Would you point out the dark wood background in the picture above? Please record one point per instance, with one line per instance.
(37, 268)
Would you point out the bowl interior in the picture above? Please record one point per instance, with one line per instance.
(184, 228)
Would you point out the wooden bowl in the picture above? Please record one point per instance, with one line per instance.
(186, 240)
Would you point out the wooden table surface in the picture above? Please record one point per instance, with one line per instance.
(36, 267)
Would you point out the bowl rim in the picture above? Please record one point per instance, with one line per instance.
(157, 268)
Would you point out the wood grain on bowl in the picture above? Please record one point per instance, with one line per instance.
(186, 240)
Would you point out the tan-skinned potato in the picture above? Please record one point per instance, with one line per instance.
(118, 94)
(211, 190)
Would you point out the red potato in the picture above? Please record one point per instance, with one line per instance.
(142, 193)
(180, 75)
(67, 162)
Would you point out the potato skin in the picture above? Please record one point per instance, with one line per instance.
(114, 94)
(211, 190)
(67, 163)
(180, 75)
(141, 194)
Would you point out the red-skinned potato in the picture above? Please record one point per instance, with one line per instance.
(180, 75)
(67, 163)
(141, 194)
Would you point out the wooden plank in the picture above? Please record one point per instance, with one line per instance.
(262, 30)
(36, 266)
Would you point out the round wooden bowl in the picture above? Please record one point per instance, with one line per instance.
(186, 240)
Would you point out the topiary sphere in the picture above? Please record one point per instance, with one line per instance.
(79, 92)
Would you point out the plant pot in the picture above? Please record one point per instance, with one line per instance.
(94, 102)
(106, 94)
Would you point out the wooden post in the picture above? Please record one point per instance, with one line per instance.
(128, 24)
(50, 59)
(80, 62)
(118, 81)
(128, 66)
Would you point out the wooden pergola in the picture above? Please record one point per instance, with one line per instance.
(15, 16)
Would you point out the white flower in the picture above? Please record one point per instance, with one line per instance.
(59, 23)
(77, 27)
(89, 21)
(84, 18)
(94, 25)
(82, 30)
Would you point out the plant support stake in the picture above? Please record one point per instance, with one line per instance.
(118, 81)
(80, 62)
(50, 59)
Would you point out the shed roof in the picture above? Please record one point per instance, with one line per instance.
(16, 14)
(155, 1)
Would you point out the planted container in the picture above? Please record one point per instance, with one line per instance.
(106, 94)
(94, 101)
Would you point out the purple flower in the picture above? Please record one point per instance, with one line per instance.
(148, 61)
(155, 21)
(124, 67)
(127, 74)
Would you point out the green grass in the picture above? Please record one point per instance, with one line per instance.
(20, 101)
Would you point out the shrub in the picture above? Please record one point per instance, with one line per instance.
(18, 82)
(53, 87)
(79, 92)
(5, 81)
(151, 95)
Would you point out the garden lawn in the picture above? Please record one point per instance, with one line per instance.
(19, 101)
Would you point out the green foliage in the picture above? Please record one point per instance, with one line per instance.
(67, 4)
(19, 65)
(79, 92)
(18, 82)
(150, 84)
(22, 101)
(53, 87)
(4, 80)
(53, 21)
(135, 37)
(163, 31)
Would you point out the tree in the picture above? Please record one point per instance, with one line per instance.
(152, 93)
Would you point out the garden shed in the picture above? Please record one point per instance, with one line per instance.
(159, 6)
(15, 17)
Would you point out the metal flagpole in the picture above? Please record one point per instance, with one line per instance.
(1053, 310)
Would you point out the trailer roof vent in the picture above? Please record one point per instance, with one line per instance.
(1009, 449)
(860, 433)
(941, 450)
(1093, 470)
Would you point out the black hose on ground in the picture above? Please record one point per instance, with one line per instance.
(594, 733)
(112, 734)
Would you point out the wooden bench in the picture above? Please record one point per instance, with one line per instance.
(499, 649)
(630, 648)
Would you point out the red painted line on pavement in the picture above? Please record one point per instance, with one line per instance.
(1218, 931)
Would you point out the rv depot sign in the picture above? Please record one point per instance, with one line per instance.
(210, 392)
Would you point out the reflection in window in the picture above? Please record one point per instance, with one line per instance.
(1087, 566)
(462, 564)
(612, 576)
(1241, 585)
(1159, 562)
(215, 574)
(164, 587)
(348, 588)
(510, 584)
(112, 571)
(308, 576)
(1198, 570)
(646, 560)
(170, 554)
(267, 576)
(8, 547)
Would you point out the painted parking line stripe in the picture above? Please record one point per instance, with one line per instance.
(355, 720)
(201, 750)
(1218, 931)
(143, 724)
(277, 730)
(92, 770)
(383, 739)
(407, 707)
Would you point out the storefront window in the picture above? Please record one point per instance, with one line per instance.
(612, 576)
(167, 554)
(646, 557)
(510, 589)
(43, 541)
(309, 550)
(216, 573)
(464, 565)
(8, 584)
==*==
Set task:
The lines above should be duplicated exactly.

Full answer:
Would you point out the dark wood background in the picture above? Please record one point per instance, with one line per instance.
(37, 268)
Would you point out the bowl interior in the picture above? Please record one point per instance, with one line per instance.
(184, 228)
Would you point out the wooden bowl in the picture above? Please record one point per instance, with one line per instance.
(186, 240)
Would you point out the wooden table surface in the picture above? Please record one point per instance, with one line per instance.
(36, 267)
Would you point out the bowl rim in the picture above? Please record one point per instance, with one line per instance.
(157, 268)
Would you point out the wood grain on bowl in the picture above? Please record one point per instance, with one line per instance.
(186, 240)
Would you point out the tan-skinned potato in the picture above? Please record one point per instance, with one line per instance.
(118, 94)
(211, 190)
Would you point out the red potato in the picture above? Please record one point per instance, with one line per instance.
(142, 193)
(180, 75)
(67, 162)
Would you point out the potato skin in the picture above? Please record one point per instance, with one line per instance.
(114, 94)
(211, 190)
(67, 163)
(180, 75)
(141, 194)
Would you point out the red-skinned potato in the picture above? Please record one point per instance, with one line per instance.
(180, 75)
(67, 163)
(141, 194)
Would you point out the wooden plank in the picture above? Please record one point per instance, with one line per instance.
(262, 30)
(36, 266)
Would you point out the round wooden bowl in the picture above? Please record one point per instance, with one line per instance.
(186, 240)
Would you point out the topiary sphere in the picture above? Please record one point per instance, with one line per instance.
(79, 92)
Would you point out the plant pot in the picture above? Please record one point per instance, with one line per instance.
(94, 102)
(106, 94)
Would you point out the wooden post in the picture above? Please record one point per instance, with one line per instance.
(128, 24)
(50, 59)
(80, 62)
(118, 81)
(128, 66)
Would you point out the wooden pergola in the picture above? Please record one point per instance, with one line per instance.
(15, 16)
Would you point out the white flower in the picture above? Please record one point per instance, with one line per instance.
(59, 23)
(77, 27)
(89, 21)
(84, 18)
(94, 25)
(82, 30)
Would you point out the plant support stake in the picture above? Please record one point per instance, with one line per instance.
(118, 81)
(80, 62)
(50, 59)
Would you point out the shed roof in the picture above? Please record one point per instance, with one line per instance.
(16, 14)
(155, 1)
Would you point out the planted container in the picture above? Please record one point per instance, with one line per instance.
(106, 94)
(94, 101)
Would you point out the purple flower in the picture above? Please record one point per instance, with one line per instance.
(148, 61)
(155, 21)
(124, 67)
(127, 74)
Would you point out the green grass in the picture above? Please record one point per instance, with one line per instance.
(20, 101)
Would you point out the shrub in the picture above? Please record one point per instance, with one line per instance.
(18, 82)
(53, 87)
(79, 92)
(5, 81)
(151, 95)
Would you point out the garden lawn in the picture above? Please record one point per instance, with one line per instance.
(19, 101)
Would you point out the green foliage in the picture above? Please record one point per instance, with one line per instance.
(67, 4)
(19, 65)
(79, 92)
(18, 82)
(150, 84)
(22, 101)
(53, 87)
(4, 80)
(53, 21)
(135, 37)
(163, 31)
Would you point out the tree in the picture above? Please record one point per instance, with one line per instance.
(152, 93)
Would you point out the garden shed in the picture above? Please record one point per instance, with one line per instance.
(159, 6)
(15, 17)
Would you point out the metal flagpole in the picture above? Please record one point per instance, with one line per instance.
(1053, 310)
Would you point out the trailer roof vent in the picture above? Please record one point per instance, with one line per instance.
(1009, 449)
(860, 433)
(941, 450)
(1093, 470)
Would you point out the black hose on ground in the picture above? Please record one point per instance, with one line per instance.
(594, 733)
(112, 734)
Would you point out the wooden bench in the picture above? Please record one point per instance, with one line per instance.
(499, 649)
(630, 648)
Would you point out the red painted line on pavement in the picture above? Please record one point per instance, with one line per instance.
(1218, 931)
Would you point out the rv depot sign in the picture above? Please record one point per instance, with one line per instance.
(210, 392)
Would you point out the reflection in window in the picture above? Please record one point per instance, with one line per instance.
(1087, 566)
(462, 564)
(612, 576)
(1241, 585)
(1159, 562)
(215, 574)
(164, 587)
(348, 588)
(510, 584)
(112, 571)
(308, 576)
(1198, 570)
(646, 560)
(170, 554)
(267, 576)
(8, 547)
Would you point out the painted parking line stripe in the picture above? Please record one point per instance, with one line per instance.
(355, 720)
(201, 750)
(1218, 931)
(143, 724)
(277, 730)
(92, 770)
(383, 739)
(407, 707)
Would you point out the storefront window in the picture above? Please record one point per instance, with one line per instance.
(612, 576)
(167, 554)
(646, 557)
(510, 589)
(43, 541)
(309, 550)
(216, 573)
(464, 565)
(8, 584)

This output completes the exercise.